───── EXTRACT

Supreme Court Dodges Question of How Much Leave is Reasonable Under the ADA

SCOTUS will not resolve a circuit split on the length of leave an employer may be required to give to an employee as a reasonable accommodation under the Americans with Disabilities Act (ADA). On April 2, the Court denied the petition for certiorari in a case where the Seventh Circuit put significant restrictions on the length of leave considered reasonable. Severson v. Heartland Woodcraft, Inc., 872 F.3d 476 (7th Cir. 2017), cert. denied, No. 17-1001, 2018 WL 489210 (U.S. Apr. 2, 2018)

A principal dispute centers on whether an employee who cannot work is a “qualified individual” with a disability under the ADA. A “qualified individual” is an individual “who, with or without a reasonable accommodation, can perform the essential functions of the employment position that such individual holds or desires.”

Different Circuits, Different Approaches

Is an employee who is completely unable to work for a finite period of time due to a disability still “qualified” for the position? Many courts have held that the leave enables the employee to work, albeit at its conclusion, thus the employee is “qualified.” Nunes v. Wal-Mart Stores, Inc., 164 F.3d 1243, 1247 (9th Cir. 1999). As such, unpaid leave may be a reasonable accommodation when the employee intends to return to work after treatment or recovers from a disability related illness. The length of the leave depends on the circumstances, but extensions beyond a one-year period are mostly rejected by courts.

──────────
───── RECORDS SHOWN

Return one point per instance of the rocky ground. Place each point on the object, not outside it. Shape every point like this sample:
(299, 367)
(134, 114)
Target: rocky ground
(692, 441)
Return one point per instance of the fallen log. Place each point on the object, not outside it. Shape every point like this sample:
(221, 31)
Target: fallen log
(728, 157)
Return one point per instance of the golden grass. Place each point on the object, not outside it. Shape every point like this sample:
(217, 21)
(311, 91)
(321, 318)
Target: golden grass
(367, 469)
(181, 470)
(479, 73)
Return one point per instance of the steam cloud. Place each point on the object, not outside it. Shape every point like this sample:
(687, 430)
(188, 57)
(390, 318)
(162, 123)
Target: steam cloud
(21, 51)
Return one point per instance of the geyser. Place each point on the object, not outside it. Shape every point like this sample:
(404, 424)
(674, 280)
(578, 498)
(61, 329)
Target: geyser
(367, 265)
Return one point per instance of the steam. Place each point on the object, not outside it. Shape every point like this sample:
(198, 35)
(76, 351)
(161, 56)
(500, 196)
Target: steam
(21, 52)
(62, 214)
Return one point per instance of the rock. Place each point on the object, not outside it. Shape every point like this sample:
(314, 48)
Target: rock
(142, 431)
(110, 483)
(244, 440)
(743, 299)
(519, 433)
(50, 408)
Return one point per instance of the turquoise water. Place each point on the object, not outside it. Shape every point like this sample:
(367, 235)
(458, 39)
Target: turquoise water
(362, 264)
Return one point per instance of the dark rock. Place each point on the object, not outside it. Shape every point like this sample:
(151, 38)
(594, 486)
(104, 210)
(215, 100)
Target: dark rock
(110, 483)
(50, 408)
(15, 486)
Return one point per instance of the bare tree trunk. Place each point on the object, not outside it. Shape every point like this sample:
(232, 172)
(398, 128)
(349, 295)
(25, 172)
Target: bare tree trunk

──────────

BRIEF 1: According to the article on ADA leave, on what date did the Supreme Court deny the petition for certiorari in Severson v. Heartland Woodcraft?
BRIEF 2: Please copy the part of the article on ADA leave that opens with the words containing "Supreme Court Dodges" and closes with "Apr. 2, 2018)".

EXERCISE RESPONSE 1: April 2, 2018.

EXERCISE RESPONSE 2:
Supreme Court Dodges Question of How Much Leave is Reasonable Under the ADA

SCOTUS will not resolve a circuit split on the length of leave an employer may be required to give to an employee as a reasonable accommodation under the Americans with Disabilities Act (ADA). On April 2, the Court denied the petition for certiorari in a case where the Seventh Circuit put significant restrictions on the length of leave considered reasonable. Severson v. Heartland Woodcraft, Inc., 872 F.3d 476 (7th Cir. 2017), cert. denied, No. 17-1001, 2018 WL 489210 (U.S. Apr. 2, 2018)